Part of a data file
■ ■ ■ ■

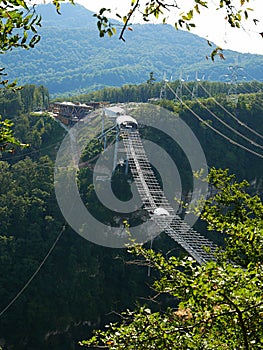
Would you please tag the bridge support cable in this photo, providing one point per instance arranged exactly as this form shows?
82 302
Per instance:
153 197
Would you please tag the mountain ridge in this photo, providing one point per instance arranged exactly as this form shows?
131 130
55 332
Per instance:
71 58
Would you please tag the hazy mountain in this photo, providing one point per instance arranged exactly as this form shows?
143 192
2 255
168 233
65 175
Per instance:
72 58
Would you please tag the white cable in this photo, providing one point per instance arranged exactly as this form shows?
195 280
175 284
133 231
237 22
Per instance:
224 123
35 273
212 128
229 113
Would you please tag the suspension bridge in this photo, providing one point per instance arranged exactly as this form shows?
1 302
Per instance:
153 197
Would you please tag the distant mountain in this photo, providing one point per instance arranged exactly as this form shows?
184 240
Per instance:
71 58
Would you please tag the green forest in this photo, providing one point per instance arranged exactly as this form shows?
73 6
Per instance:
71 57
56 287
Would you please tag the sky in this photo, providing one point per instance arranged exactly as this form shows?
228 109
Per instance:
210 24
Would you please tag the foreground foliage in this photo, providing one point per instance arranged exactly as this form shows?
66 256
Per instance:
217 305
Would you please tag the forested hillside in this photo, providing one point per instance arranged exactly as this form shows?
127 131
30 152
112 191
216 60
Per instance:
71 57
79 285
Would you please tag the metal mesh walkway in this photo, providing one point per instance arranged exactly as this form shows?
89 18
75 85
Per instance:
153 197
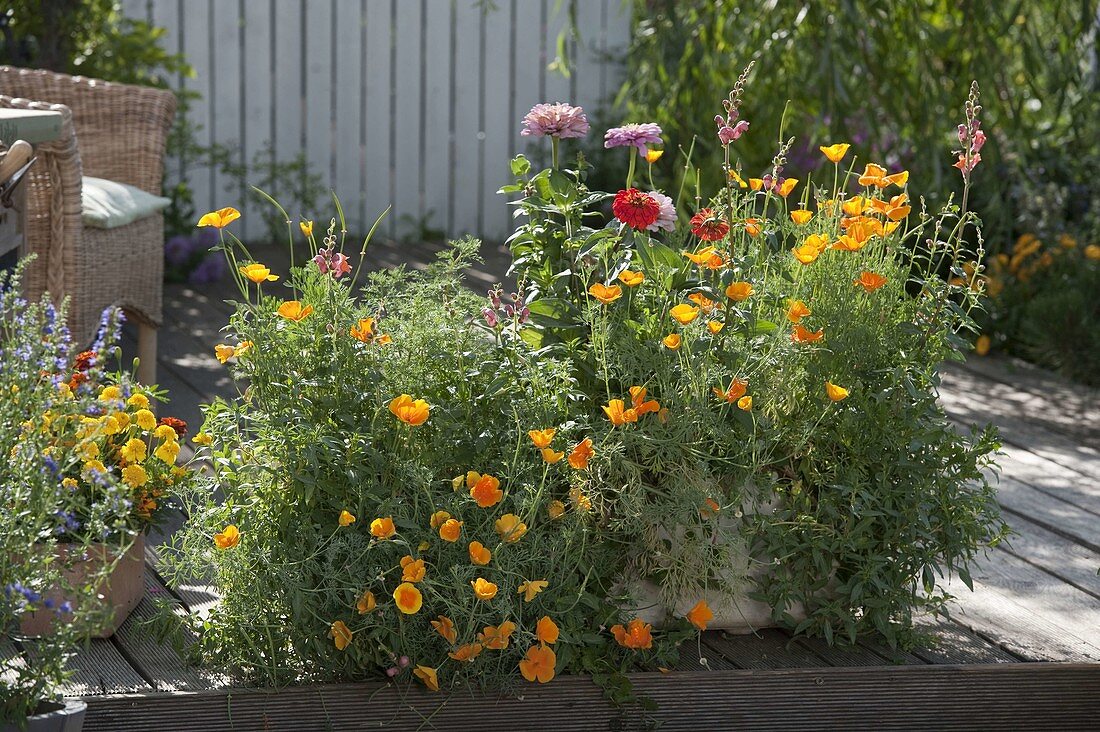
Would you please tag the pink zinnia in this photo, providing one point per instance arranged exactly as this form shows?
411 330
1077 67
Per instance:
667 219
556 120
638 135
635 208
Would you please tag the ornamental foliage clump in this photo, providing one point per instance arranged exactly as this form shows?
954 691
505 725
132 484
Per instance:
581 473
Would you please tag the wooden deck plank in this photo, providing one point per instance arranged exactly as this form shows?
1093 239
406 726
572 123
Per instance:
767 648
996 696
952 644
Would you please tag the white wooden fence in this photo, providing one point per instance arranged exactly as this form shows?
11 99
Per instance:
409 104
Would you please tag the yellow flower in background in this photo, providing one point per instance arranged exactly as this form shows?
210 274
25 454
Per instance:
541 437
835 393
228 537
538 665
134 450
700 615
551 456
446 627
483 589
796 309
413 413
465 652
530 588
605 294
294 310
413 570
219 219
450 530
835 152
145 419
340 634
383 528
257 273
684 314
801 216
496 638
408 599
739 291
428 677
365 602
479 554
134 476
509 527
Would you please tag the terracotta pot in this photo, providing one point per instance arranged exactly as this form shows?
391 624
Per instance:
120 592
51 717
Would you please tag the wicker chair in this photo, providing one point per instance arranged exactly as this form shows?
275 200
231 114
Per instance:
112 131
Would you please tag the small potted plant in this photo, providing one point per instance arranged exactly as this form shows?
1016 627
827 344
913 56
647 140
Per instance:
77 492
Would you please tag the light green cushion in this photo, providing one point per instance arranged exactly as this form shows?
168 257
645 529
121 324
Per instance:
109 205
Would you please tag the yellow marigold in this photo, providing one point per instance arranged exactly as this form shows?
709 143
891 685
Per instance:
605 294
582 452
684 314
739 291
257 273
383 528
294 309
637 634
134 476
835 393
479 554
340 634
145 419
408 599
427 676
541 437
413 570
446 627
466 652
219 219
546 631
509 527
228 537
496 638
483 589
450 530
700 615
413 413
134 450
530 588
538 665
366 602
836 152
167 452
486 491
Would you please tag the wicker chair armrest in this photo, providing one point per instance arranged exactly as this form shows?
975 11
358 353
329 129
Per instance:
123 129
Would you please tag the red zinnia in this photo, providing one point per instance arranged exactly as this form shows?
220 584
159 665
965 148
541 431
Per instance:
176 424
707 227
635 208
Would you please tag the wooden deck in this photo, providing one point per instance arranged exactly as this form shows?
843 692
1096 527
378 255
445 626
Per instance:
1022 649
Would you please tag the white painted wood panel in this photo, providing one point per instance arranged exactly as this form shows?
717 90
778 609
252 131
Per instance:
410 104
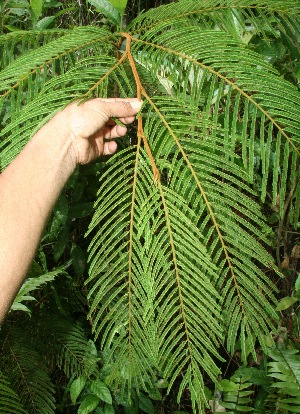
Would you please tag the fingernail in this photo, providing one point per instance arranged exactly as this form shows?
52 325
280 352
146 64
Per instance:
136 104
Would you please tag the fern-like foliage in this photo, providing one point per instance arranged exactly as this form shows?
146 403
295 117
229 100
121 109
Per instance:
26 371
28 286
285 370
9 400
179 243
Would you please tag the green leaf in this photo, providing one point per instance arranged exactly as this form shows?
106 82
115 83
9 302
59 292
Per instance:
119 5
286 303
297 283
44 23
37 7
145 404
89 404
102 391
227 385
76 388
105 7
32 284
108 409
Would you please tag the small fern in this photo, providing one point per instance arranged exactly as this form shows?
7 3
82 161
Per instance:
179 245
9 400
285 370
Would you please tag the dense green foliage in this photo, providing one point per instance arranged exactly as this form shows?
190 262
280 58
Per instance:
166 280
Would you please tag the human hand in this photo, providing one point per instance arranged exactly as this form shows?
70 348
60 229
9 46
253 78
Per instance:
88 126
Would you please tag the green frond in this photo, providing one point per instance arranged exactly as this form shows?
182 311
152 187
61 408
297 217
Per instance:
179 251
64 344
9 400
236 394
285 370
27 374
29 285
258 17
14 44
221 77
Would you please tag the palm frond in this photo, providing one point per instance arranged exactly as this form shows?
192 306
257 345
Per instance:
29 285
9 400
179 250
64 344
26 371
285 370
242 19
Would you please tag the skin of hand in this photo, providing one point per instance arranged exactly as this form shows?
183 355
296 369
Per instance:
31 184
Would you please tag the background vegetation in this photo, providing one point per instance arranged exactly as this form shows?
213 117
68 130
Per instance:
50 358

■ ■ ■ ■

- Short task -
Print the listing above in full, exactly as written. Omit any pictures.

- Answer -
Would you please tag the bridge support cable in this photo, providing one point per instance arranged exactly as this form shows?
82 302
Per instance:
153 197
Would you please tag the mountain ridge in this photo, providing one point per instance arranged exactly as this form shows?
131 130
55 332
Per instance:
71 58
Would you please tag the hazy mountain in this photo, providing one point per instance arranged exactly as this form shows?
143 192
2 255
168 233
65 175
Per instance:
72 58
Would you please tag the white cable in this photo, providing one point per instance arranged exactly as this form shows?
195 280
175 284
133 231
237 22
Per instance:
224 123
35 273
212 128
229 113
Would you please tag the suspension bridge in this photo, providing one point per instance arranged exactly as this form shows?
1 302
Per instance:
153 197
Would you please tag the distant mountain in this photo, providing one point per instance arranged exactly as this form shows?
184 240
Per instance:
71 58
Would you please tag the green forest in this photo, providing one point per instance arranged exactly as this form shows?
73 6
Per instance:
71 57
56 287
Would you please tag the sky in this photo, providing one point per instance arranged exactly as this form shows?
228 109
Per instance:
210 24
Would you please tag the foreground foliage in this photo, providing one point per instance arranged exactly as this form shows?
66 256
Per instance:
217 305
Would you please tag the forested hillside in this photo, providing one point per instance arranged exactly as this form shows?
127 131
30 152
112 191
216 60
Per instance:
71 57
79 285
Would you please tag the metal mesh walkway in this photo, providing one point per instance arranged exactly as this form shows?
89 18
75 85
Per instance:
153 197
Would you please tag the pink zinnia in this photo, providing one point per instance arranged exactly as this form shows?
411 330
1077 67
Per instance:
667 219
556 120
638 135
635 208
Would you please tag the ornamental foliage clump in this photo, providing one point per instance arranged exactly as this form shows?
954 691
505 725
132 484
Per instance:
581 473
Would you please tag the wooden deck plank in this photo, providing one point per instance arranged exactly as this form shows?
1093 239
406 726
572 123
Per instance:
767 648
996 696
952 644
Would you please tag the white wooden fence in this photo, providing one point per instance arranged exactly as this form shows?
11 99
Per instance:
409 104
Would you please tag the yellow flower in background in this photo, providing one point per instance arranged exactly as this form shows?
210 274
25 454
Per instance:
541 437
835 393
228 537
538 665
134 450
700 615
551 456
446 627
483 589
796 309
413 413
465 652
530 588
605 294
294 310
413 570
219 219
450 530
835 152
145 419
340 634
383 528
257 273
684 314
801 216
496 638
408 599
739 291
428 677
365 602
479 554
134 476
509 527
Would you please tag the terracotta pot in this photo, providing one point per instance arranged exactly as this form shows?
391 624
Per instance:
120 592
51 717
Would you please tag the wicker chair in this photo, providing one point per instance arranged exactly as this form shows?
275 200
231 114
Per instance:
112 131
Would you please tag the small potted plant in this photo, providing one point per instance arranged exactly as this form shows?
1016 627
827 344
913 56
647 140
Per instance:
77 492
Would you please tag the light green cushion in this photo, providing one point per instance arranged exactly as this form shows?
168 257
645 529
121 324
Per instance:
109 205
Would you please tag the yellow marigold in this photo, providing one point per instance arranged exactly as this form shows?
709 143
891 685
Per instance:
605 294
582 452
684 314
739 291
257 273
383 528
294 309
637 634
134 476
835 393
479 554
340 634
145 419
408 599
427 676
541 437
413 570
446 627
466 652
219 219
546 631
509 527
228 537
496 638
483 589
450 530
700 615
413 413
134 450
530 588
538 665
366 602
836 152
167 452
486 491
Would you please tag the wicker chair armrest in this photo, providing one point per instance arranged exactly as this form shows?
975 11
358 353
329 129
Per instance:
123 129
Would you please tag the red zinnia in this photo, providing one point per instance arranged exactly as this form shows?
220 584
159 665
965 148
541 431
Per instance:
176 424
707 227
635 208
Would you please tag the wooden deck in this photo, providing one point per instance arranged exactly as this form shows?
843 692
1096 527
378 255
445 626
Per instance:
1022 649
Would you please tag the white painted wood panel in this photo, providing one point per instance arranged exactly as this form shows?
717 90
778 609
252 131
Per instance:
410 104
Would you please tag the fingernail in this photo, providing one point per instance arranged exactly as this form shows?
52 325
280 352
146 64
Per instance:
136 104
Would you please tag the fern-like foliage in this photo, providing one point per instance arranged exactly as this form shows?
146 403
295 117
229 100
121 109
Per instance:
26 371
28 286
285 370
9 400
179 243
Would you please tag the green leaf in this photo, providing one point per instance arranged exactly as this form shows?
106 82
115 83
9 302
59 292
Per instance:
119 5
286 303
297 283
44 23
37 7
145 404
89 404
102 391
227 385
76 388
105 7
32 284
108 409
Would you please tag the small fern in this photo, providing one point per instance arranged exactly as this form shows?
7 3
82 161
Per instance:
179 245
9 400
285 370
Would you please tag the dense green foliage in this photo, providing one point per instance arranged exactly as this form shows?
190 262
280 58
Per instance:
166 280
Would you please tag the human hand in this photo, providing one point per instance arranged exactly as this form shows?
70 348
60 229
9 46
253 78
Per instance:
88 126
Would you please tag the green frond in this photo, providing one point per instance arranged exactly as this form shows?
182 311
152 187
61 408
297 217
Per instance:
179 251
64 344
9 400
236 394
285 370
27 374
29 285
258 17
14 44
221 77
Would you please tag the palm frond in this photo, providing one point per instance arranged exactly as this form shows?
192 306
257 345
Per instance:
29 285
9 400
179 250
64 344
26 371
285 370
242 19
Would you please tag the skin of hand in this photo, providing one point per instance arranged exactly as this form shows?
183 355
296 369
Per instance:
31 184
Would you please tag the background vegetation in this photo, providing one point per instance arranged exactly as this form shows?
213 117
68 130
Per instance:
50 358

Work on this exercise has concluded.